- [DATASET EXCERPTS]
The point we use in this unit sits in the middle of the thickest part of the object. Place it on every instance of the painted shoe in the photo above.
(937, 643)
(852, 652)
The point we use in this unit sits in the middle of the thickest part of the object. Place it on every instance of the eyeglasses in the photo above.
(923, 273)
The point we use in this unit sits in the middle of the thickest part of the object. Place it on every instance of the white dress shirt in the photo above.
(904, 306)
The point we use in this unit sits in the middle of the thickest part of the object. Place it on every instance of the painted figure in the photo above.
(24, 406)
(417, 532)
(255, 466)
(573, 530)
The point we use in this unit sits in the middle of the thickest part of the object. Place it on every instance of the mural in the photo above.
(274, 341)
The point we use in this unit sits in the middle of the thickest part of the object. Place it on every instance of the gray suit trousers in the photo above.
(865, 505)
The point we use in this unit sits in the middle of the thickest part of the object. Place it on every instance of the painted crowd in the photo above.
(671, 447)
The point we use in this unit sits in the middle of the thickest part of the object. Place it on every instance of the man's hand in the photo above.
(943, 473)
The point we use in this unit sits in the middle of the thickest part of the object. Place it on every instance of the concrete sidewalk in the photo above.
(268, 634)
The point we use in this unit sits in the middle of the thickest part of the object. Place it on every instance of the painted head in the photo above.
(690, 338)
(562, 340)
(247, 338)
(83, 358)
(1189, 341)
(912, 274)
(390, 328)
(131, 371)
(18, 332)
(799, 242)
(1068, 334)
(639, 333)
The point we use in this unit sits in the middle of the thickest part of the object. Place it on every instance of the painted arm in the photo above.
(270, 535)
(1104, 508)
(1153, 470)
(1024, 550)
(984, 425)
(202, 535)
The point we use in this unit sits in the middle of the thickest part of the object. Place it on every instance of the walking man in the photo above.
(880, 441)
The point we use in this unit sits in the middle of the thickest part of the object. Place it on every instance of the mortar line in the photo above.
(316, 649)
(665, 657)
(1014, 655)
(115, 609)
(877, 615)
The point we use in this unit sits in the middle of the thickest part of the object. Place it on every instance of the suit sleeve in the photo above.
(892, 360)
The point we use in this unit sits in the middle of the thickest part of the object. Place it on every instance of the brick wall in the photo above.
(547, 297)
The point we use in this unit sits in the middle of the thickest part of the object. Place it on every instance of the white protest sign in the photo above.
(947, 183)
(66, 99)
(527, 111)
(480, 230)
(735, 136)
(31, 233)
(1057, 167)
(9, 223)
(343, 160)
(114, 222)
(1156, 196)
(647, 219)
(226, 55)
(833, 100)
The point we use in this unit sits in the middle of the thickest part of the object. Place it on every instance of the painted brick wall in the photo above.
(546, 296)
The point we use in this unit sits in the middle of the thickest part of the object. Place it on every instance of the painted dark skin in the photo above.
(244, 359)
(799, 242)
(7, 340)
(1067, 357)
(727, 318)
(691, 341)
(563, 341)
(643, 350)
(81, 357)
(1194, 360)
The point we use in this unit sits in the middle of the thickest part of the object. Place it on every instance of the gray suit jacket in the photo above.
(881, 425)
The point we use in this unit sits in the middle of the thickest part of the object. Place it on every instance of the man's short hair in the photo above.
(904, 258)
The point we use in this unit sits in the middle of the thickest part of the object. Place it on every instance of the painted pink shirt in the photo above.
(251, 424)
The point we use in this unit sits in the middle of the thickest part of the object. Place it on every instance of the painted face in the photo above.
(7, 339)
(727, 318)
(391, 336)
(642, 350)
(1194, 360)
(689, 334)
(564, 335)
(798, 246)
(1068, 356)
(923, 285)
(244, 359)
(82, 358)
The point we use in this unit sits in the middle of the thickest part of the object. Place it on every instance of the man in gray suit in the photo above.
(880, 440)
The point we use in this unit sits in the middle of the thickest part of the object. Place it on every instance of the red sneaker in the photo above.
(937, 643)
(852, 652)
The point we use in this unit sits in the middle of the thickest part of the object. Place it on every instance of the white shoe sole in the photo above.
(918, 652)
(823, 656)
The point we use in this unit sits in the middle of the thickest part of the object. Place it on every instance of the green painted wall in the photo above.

- [TASK] All the lines above need to be printed again, exactly.

- [ANSWER BOX]
The point we use in this unit sits in the middle of the thickest part of the object. Place it on every instance of the painted shoe in the photo above.
(937, 643)
(852, 652)
The point we use in this unit sits in the middle of the thickest part of the object. Place it on every instance of the eyeglasses in the photo above.
(923, 273)
The point we use in this unit sits in the middle of the thickest part of the object. Place it on every instance of the white dress shirt in the photo above.
(904, 306)
The point we use in this unit sits in the middle of the thickest part of the object. Place it on every instance of the painted figure in the photo above.
(24, 406)
(417, 532)
(255, 466)
(573, 530)
The point we use in this unit sits in the middle of the thickest part of the object. Place it on every instance of the mural in the photo above.
(274, 341)
The point we use in this unit sits in the middle of the thickest part of the object. Place it on every instance of the gray suit trousers in the photo above.
(865, 505)
The point we use in this unit sits in the middle of the thickest part of the object. Place it on every instance of the painted crowd in the photo above.
(671, 447)
The point we use in this unit sits in the middle of the thickest part of the object. Place it on every instance of the man's hand in the photo above.
(943, 473)
The point we use in this unit sits in the middle of the thickest part of the object. Place it on every instance of the concrete sidewalk in the photo above.
(268, 634)
The point we use in this unit sits in the middle of the thickest part of the object. Place it on every instance of the painted head in the photo above.
(690, 338)
(562, 340)
(247, 338)
(83, 358)
(1189, 341)
(912, 274)
(390, 328)
(131, 371)
(18, 332)
(799, 242)
(1068, 334)
(639, 333)
The point we use in this unit sits in the middle of the thickest part of the object. Place it on every instance of the painted arm in the photo above.
(270, 535)
(1104, 508)
(1153, 470)
(1024, 550)
(984, 425)
(202, 535)
The point we use in this unit sits in the middle of the thickest part of the object. Place it on every instance of the walking man in the photo above.
(880, 441)
The point we use in this unit sits in the middle of the thickest part of the object. Place it on every instance of the mortar line in the photo above.
(316, 649)
(665, 657)
(1014, 655)
(115, 609)
(877, 615)
The point we use in this unit sits in the middle of the thickest part of the object. Place it on every instance of the suit sleeve in the photo above.
(892, 360)
The point we use in this unit sits in the middle of the thickest part of the object. Place it on every instance of the brick wall in the photo above.
(547, 297)
The point we use in this unit sits in the middle of the thickest part of the object. Place it on every instance of the white protest sign in the photo above.
(947, 183)
(66, 99)
(527, 111)
(480, 230)
(735, 136)
(31, 233)
(1057, 167)
(9, 223)
(343, 160)
(114, 222)
(1156, 196)
(647, 219)
(226, 55)
(833, 100)
The point we use in this unit sits in the middle of the thickest part of the object. Place it on every instance of the painted brick wall in the photo above.
(546, 296)
The point we use in this unit sits in the middle of the thickest part of the object. Place it on every instance of the painted dark skin in the photo above.
(244, 359)
(799, 242)
(7, 340)
(1067, 357)
(727, 318)
(691, 341)
(563, 341)
(643, 350)
(81, 357)
(1194, 360)
The point we use in this unit sits in the middle of the thickest part of the object. Place it on every instance of the gray suit jacket in the photo above.
(881, 425)
The point we use in this unit sits in the middle of the thickest part of the object. Place it on every instance of the man's short hair in the photo above.
(904, 258)
The point we use in this unit sits in the middle of the thickest part of the object. Place it on every instance of the painted pink shirt in the photo above.
(251, 424)
The point we use in this unit sits in the middle of the thickest part of the object. Place it on every instance of the painted face in the photo above.
(7, 339)
(727, 318)
(391, 336)
(642, 350)
(1194, 360)
(689, 334)
(564, 335)
(798, 246)
(1068, 356)
(923, 285)
(244, 359)
(82, 358)
The point we use in this unit sits in the middle of the thickest part of the object. Place it on every instance of the man in gray suit in the photo above.
(880, 440)
The point we use in this unit sits in the middle of the thickest part of the object. Place it on every instance of the red sneaker in the photo above.
(937, 643)
(852, 652)
The point we use in this unit sits in the middle of the thickest part of the object. Place it on every instance of the white shoe sole in the photo above.
(918, 652)
(823, 656)
The point we use in this unit sits in the middle of the thickest part of the object. Place it on every instance of the green painted wall in the photo above.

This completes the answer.